*Object location annotation data*.

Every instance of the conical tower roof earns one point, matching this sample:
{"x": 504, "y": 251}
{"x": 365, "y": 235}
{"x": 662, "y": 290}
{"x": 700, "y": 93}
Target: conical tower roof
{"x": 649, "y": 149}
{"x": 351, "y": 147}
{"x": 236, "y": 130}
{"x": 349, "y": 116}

*WHAT TO WORK ON*. Copy every one of the entries above word for word, keeping each line unchanged.

*WRITTEN REPLY*.
Every instance of the conical tower roof earns one point, matching this sample:
{"x": 504, "y": 251}
{"x": 365, "y": 235}
{"x": 662, "y": 290}
{"x": 700, "y": 93}
Target: conical tower roof
{"x": 649, "y": 149}
{"x": 351, "y": 147}
{"x": 236, "y": 130}
{"x": 349, "y": 116}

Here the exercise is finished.